## Work to do:
No images are to be carried over; print all other material exactly as it stands.

## Data provided:
--- Start ---

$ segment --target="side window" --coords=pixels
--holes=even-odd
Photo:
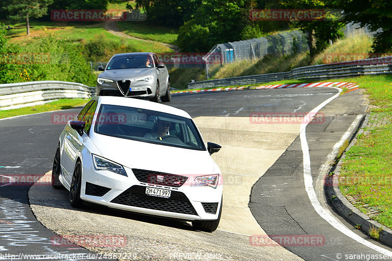
[[[188,128],[188,132],[189,133],[189,137],[191,139],[191,142],[195,145],[197,144],[197,141],[196,140],[196,138],[195,138],[195,136],[193,135],[192,131],[191,130],[191,129],[189,128],[189,126],[187,126],[187,127]]]
[[[82,120],[83,116],[84,116],[84,115],[86,114],[86,112],[87,111],[87,110],[89,109],[89,108],[90,108],[90,106],[91,106],[91,104],[93,104],[93,102],[94,102],[94,100],[91,100],[84,106],[83,109],[82,109],[82,110],[80,111],[80,112],[79,113],[79,114],[77,115],[77,117],[76,117],[76,120]]]
[[[94,103],[89,109],[83,118],[82,120],[86,121],[86,125],[84,126],[84,131],[87,135],[90,133],[90,129],[91,128],[91,124],[93,122],[93,118],[94,118],[94,113],[97,109],[97,105],[98,103],[97,101],[94,101]]]
[[[152,56],[154,58],[154,63],[155,64],[155,67],[158,65],[158,63],[159,62],[159,59],[158,58],[158,56],[155,55],[155,54]]]

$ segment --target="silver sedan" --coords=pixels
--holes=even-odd
[[[152,52],[115,54],[97,80],[98,95],[123,96],[170,101],[170,77],[166,66]]]

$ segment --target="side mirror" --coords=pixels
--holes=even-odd
[[[215,153],[215,152],[218,152],[221,147],[221,146],[218,144],[212,142],[207,142],[207,150],[208,151],[208,153],[210,153],[210,155]]]
[[[71,120],[70,121],[70,125],[71,128],[77,132],[80,137],[83,135],[83,130],[84,129],[84,125],[86,125],[86,121]]]
[[[163,63],[158,63],[158,64],[156,65],[157,68],[165,68],[165,64]]]

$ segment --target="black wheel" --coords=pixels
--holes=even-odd
[[[151,99],[151,101],[155,102],[161,102],[161,96],[159,95],[159,82],[156,81],[156,88],[155,91],[155,96]]]
[[[83,207],[83,200],[80,199],[80,187],[82,186],[82,164],[80,161],[75,165],[75,170],[72,175],[70,189],[70,202],[74,208]]]
[[[53,167],[52,167],[52,187],[55,189],[63,189],[64,187],[59,179],[60,175],[60,146],[57,147],[56,150],[56,155],[53,161]]]
[[[172,100],[172,88],[170,87],[170,81],[168,81],[168,88],[165,96],[162,96],[162,101],[169,102]]]
[[[220,203],[220,208],[219,209],[218,219],[204,221],[192,221],[192,226],[197,230],[205,231],[206,232],[213,232],[216,230],[218,225],[219,225],[219,221],[220,221],[220,215],[222,214],[222,205],[223,205],[223,200]]]

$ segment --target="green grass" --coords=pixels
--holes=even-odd
[[[346,62],[368,58],[373,39],[365,34],[339,39],[315,58],[312,65]]]
[[[340,187],[343,195],[352,196],[358,202],[354,205],[360,210],[367,213],[364,205],[368,205],[379,212],[372,218],[392,228],[392,76],[344,80],[366,89],[373,108],[371,122],[375,117],[388,120],[368,134],[359,136],[356,143],[345,153]]]
[[[71,109],[75,107],[84,106],[88,101],[88,99],[60,99],[42,105],[0,111],[0,119]]]
[[[131,46],[135,52],[154,52],[164,53],[172,51],[172,49],[163,44],[146,42],[145,41],[124,39],[113,35],[104,28],[103,23],[97,22],[43,22],[32,19],[30,22],[31,35],[27,36],[24,24],[15,24],[18,28],[8,30],[6,37],[10,42],[18,45],[21,51],[27,51],[29,49],[39,44],[38,39],[47,34],[52,34],[55,37],[75,42],[85,43],[89,41],[101,37],[111,41],[121,43],[124,47]],[[22,28],[19,28],[19,26]],[[113,50],[102,59],[107,60],[113,54],[121,52],[121,50]]]
[[[166,44],[174,44],[177,39],[177,29],[157,26],[145,22],[119,22],[117,26],[123,33],[145,40]]]
[[[263,73],[289,71],[292,69],[309,64],[310,58],[308,52],[275,57],[266,55],[258,60],[243,60],[234,62],[219,68],[210,72],[214,79],[246,76]]]

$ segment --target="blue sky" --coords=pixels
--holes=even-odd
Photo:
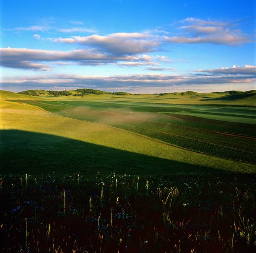
[[[254,1],[4,0],[1,89],[256,88]]]

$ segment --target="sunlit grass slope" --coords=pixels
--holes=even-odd
[[[51,169],[59,173],[102,170],[133,174],[255,170],[251,164],[181,149],[26,104],[6,102],[0,111],[0,128],[4,130],[2,173]]]

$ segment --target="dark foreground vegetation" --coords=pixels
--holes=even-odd
[[[5,175],[1,252],[253,252],[256,179]]]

--- End ---

## Result of the exercise:
$ segment --target="side window" --coords=pixels
--holes=even-odd
Photo:
[[[188,128],[188,132],[189,133],[189,137],[191,139],[191,142],[195,145],[197,144],[197,141],[196,140],[196,138],[195,138],[195,136],[193,135],[192,131],[191,130],[191,129],[189,128],[189,126],[187,126],[187,127]]]
[[[82,120],[83,116],[84,116],[84,115],[86,114],[86,112],[87,111],[87,110],[89,109],[89,108],[90,108],[90,106],[91,106],[91,104],[93,104],[93,102],[94,102],[94,100],[91,100],[84,106],[83,109],[82,109],[82,110],[80,111],[80,112],[79,113],[79,114],[77,115],[77,117],[76,117],[76,120]]]
[[[94,103],[89,109],[83,118],[82,120],[86,121],[86,125],[84,126],[84,131],[87,135],[90,133],[90,129],[91,128],[91,124],[93,122],[93,118],[94,118],[94,113],[97,109],[97,105],[98,103],[97,101],[94,101]]]
[[[152,56],[154,58],[154,63],[155,64],[155,67],[158,65],[158,63],[159,62],[159,59],[158,58],[158,56],[155,55],[155,54]]]

$ segment --target="silver sedan" --coords=pixels
--holes=even-odd
[[[152,52],[115,54],[97,80],[98,95],[123,96],[170,101],[170,77],[166,66]]]

$ segment --target="side mirror" --coords=pixels
--holes=even-odd
[[[215,153],[215,152],[218,152],[221,147],[221,146],[218,144],[212,142],[207,142],[207,150],[208,151],[208,153],[210,153],[210,155]]]
[[[71,120],[70,121],[70,125],[71,128],[77,132],[80,137],[83,135],[83,130],[84,129],[84,125],[86,125],[86,121]]]
[[[163,63],[158,63],[158,64],[156,65],[157,68],[165,68],[165,64]]]

$ segment --target="black wheel" --coords=pixels
--holes=even-odd
[[[151,99],[151,101],[155,102],[161,102],[161,96],[159,95],[159,82],[156,81],[156,88],[155,91],[155,96]]]
[[[83,207],[83,200],[80,199],[80,187],[82,186],[82,164],[80,161],[75,165],[75,170],[72,175],[70,189],[70,202],[74,208]]]
[[[53,167],[52,167],[52,187],[55,189],[63,189],[64,187],[59,179],[60,175],[60,146],[57,147],[56,150],[56,155],[53,161]]]
[[[172,100],[172,88],[170,87],[170,81],[168,81],[168,88],[165,96],[162,96],[162,101],[169,102]]]
[[[220,203],[220,208],[219,209],[218,219],[204,221],[192,221],[192,226],[197,230],[205,231],[206,232],[213,232],[216,230],[218,225],[219,225],[219,221],[220,221],[220,215],[222,214],[222,205],[223,205],[223,200]]]

$ segment --target="green grass" --coords=pixels
--holes=even-odd
[[[346,62],[368,58],[373,39],[365,34],[339,39],[315,58],[312,65]]]
[[[340,187],[343,195],[352,196],[358,202],[354,205],[360,210],[367,213],[364,205],[368,205],[379,212],[372,218],[392,228],[392,76],[344,80],[366,89],[373,108],[371,122],[375,117],[388,120],[368,134],[359,136],[356,143],[345,153]]]
[[[71,109],[75,107],[84,106],[88,101],[88,99],[60,99],[42,105],[0,111],[0,119]]]
[[[131,46],[135,52],[154,52],[164,53],[172,51],[172,49],[163,44],[146,42],[145,41],[124,39],[113,35],[104,28],[103,23],[97,22],[43,22],[32,19],[30,22],[31,35],[27,36],[24,24],[15,24],[18,28],[8,30],[6,37],[10,42],[18,45],[21,51],[27,51],[29,49],[39,44],[38,39],[47,34],[52,34],[55,37],[75,42],[85,43],[89,41],[101,37],[111,41],[121,43],[124,47]],[[22,28],[19,28],[19,26]],[[113,50],[102,59],[107,60],[113,54],[121,52],[121,50]]]
[[[166,44],[174,44],[177,39],[177,29],[157,26],[145,22],[119,22],[117,26],[123,33],[145,40]]]
[[[263,73],[289,71],[292,69],[309,64],[310,58],[308,52],[275,57],[266,55],[258,60],[243,60],[234,62],[219,68],[210,72],[214,79],[246,76]]]

$ segment --target="blue sky" --coords=pixels
--holes=even-odd
Photo:
[[[254,1],[4,0],[1,89],[256,88]]]

$ segment --target="sunlit grass slope" --coords=pixels
--holes=even-odd
[[[51,169],[59,173],[102,170],[133,174],[255,170],[251,164],[181,149],[26,104],[6,102],[0,111],[0,128],[4,130],[2,173]]]

$ segment --target="dark foreground vegetation" --coords=pixels
--holes=even-odd
[[[5,175],[1,252],[253,252],[256,179]]]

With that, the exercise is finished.